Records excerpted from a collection
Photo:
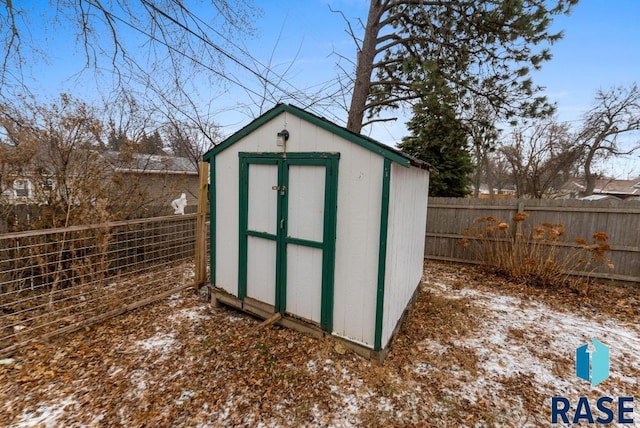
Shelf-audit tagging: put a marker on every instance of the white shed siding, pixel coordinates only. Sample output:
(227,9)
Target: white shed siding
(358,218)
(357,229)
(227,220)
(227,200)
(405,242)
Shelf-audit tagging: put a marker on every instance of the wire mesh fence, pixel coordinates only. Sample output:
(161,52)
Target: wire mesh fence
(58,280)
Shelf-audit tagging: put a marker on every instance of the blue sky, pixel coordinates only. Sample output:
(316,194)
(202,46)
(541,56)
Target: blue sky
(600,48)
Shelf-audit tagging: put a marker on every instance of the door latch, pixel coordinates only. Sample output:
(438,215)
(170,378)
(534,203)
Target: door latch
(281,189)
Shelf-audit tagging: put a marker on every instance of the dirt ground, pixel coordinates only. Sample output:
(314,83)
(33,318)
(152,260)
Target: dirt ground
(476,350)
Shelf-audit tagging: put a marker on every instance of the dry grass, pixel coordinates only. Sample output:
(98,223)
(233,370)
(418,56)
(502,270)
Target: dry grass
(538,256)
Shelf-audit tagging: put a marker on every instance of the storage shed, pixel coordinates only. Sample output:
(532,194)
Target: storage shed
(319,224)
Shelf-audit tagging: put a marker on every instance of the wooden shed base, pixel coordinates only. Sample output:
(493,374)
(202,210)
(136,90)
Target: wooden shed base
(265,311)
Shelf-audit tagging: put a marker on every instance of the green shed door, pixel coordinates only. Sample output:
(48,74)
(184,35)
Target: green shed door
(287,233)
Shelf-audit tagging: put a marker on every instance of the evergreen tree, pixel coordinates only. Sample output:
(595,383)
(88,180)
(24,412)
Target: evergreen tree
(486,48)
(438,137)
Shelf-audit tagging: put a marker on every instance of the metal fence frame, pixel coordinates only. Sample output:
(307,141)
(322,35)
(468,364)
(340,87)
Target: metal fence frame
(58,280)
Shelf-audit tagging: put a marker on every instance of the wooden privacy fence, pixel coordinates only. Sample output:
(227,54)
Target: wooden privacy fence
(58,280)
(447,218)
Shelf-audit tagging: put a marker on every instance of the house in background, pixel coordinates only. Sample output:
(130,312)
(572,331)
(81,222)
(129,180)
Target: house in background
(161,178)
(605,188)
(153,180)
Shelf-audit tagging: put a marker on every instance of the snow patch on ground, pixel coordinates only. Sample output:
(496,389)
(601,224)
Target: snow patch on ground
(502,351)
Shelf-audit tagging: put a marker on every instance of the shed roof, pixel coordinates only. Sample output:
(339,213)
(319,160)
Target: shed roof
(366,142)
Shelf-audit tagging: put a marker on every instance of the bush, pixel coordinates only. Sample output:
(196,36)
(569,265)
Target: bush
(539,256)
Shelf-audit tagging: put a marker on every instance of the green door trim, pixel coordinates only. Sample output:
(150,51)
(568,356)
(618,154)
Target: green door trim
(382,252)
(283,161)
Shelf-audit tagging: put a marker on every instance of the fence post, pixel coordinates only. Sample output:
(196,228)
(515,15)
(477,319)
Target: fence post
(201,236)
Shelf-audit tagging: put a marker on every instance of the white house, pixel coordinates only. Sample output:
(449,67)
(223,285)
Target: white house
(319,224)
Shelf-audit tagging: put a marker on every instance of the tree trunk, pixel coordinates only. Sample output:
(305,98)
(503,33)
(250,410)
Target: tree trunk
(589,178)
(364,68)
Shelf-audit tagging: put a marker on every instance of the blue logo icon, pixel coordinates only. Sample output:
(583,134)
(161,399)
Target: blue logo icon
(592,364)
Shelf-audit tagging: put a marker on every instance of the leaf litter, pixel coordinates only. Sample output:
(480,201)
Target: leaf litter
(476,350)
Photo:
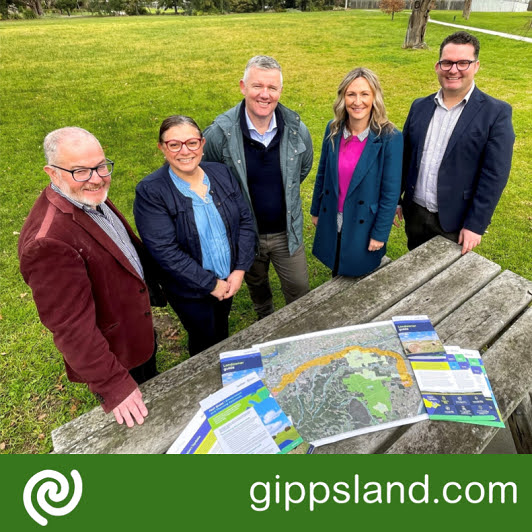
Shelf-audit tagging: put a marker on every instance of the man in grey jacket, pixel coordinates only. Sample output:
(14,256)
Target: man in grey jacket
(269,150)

• _Written exercise_: Leave every image out, and retype the material exactly.

• _Response below_:
Photo:
Shelf-audit tagging: put a marker on every instance of the white shed siding, pixel coordinates only. Sample output:
(227,9)
Target: white shed siding
(358,218)
(357,229)
(227,220)
(227,200)
(405,242)
Shelf-audit tagging: put a marker on every instance of the wire mesh fence, pixel coordinates only. Sample output:
(161,52)
Target: wire mesh fence
(58,280)
Shelf-audit tagging: put a marker on every instance of the blue sky, pixel coordinates only. Sample output:
(316,194)
(202,46)
(541,56)
Target: blue sky
(600,48)
Shelf-audit tagging: put a marker on every instance of the door latch, pixel coordinates only. Sample output:
(438,215)
(170,378)
(534,203)
Target: door latch
(281,189)
Shelf-audit tagging: put a marker on every instance of the dirt ground, pixel coordinates only. Sample output:
(314,83)
(33,318)
(152,260)
Target: dirt ground
(476,350)
Shelf-audit tagging: put a marker on every instance of the dry grass, pixel coordinates only. Sample output:
(98,223)
(233,370)
(418,56)
(502,270)
Target: dry grass
(538,256)
Shelf-audit tagging: put a marker on every instance of the storage shed, pixel coordinates only. Sample output:
(532,194)
Target: storage shed
(319,224)
Shelf-audit tagging: put a marker on every instance of the wooden shed base, pixel coordinates only. Sample output:
(493,374)
(202,210)
(136,90)
Target: wooden shed base
(265,311)
Shelf-audit tagging: put a marker on every instance of the green shed door, pixel coordinates only. Sample output:
(48,74)
(184,35)
Target: green shed door
(287,233)
Shelf-audit tagging: put a marker on every instance of the evergreen tree, pixel coordinates only. Sample output:
(595,383)
(88,180)
(24,412)
Target: evergreen tree
(486,48)
(438,137)
Shelf-audit tagging: put a marker on every instance of the metal fence frame, pixel coordinates only. Sample output:
(307,141)
(322,35)
(468,364)
(340,87)
Target: metal fence frame
(58,280)
Shelf-audit tagging: put a marker on every instance of the wooden privacy fence, pixel coordinates only. Sample output:
(227,54)
Target: wooden privacy fence
(58,280)
(447,218)
Shelf-audit tagging: put a marker on every instance of the house in background, pixel coordinates only. Sample output:
(130,312)
(572,331)
(81,222)
(129,180)
Target: house in background
(161,178)
(605,188)
(153,180)
Shelf-audit tagging: put a marker on every instance of the snow patch on ground, pixel coordinates only. Sample output:
(496,389)
(601,224)
Target: snow patch on ground
(502,351)
Shelf-audit tagging: put a marker on every instance of the shed roof, pixel coordinates only. Sample output:
(339,213)
(319,160)
Target: shed roof
(366,142)
Shelf-audit tagging: put a marker on every instance of the bush, pixel coordinates only. Sample output:
(196,36)
(569,265)
Target: bush
(539,256)
Shelf-audit tagging: put a marker on every instance of the green door trim, pixel coordinates only. Sample output:
(150,51)
(568,356)
(618,154)
Target: green door trim
(382,252)
(283,161)
Shelf-audit tagging: put a marker on every instance of the fence post, pixel coordinates only. Sample output:
(196,228)
(515,15)
(477,319)
Target: fence post
(201,236)
Shelf-audit tagging: put a marker on every instance of the white house, pixel coordinates only. Sample output:
(449,67)
(223,285)
Target: white house
(319,224)
Shelf-audit tagging: put a marker on every instance of the tree trunk, pixel coordinates only. Sample output:
(305,98)
(503,33)
(250,410)
Target: tree trunk
(589,178)
(364,68)
Shelf-audit tagging: put a marker on every instance of the blue logo icon, pixel coordinates only. Sample output:
(583,134)
(161,399)
Target: blue logo icon
(592,364)
Shelf-audit tagging: put a marker on every instance of the leaf litter, pixel coordinates only. Sample output:
(480,201)
Target: leaf litter
(476,350)
Photo:
Shelf-audit tagging: put a marker on every instance of the man in grey jacket, pixel coordinates only. Sample output:
(14,256)
Target: man in grey jacket
(269,150)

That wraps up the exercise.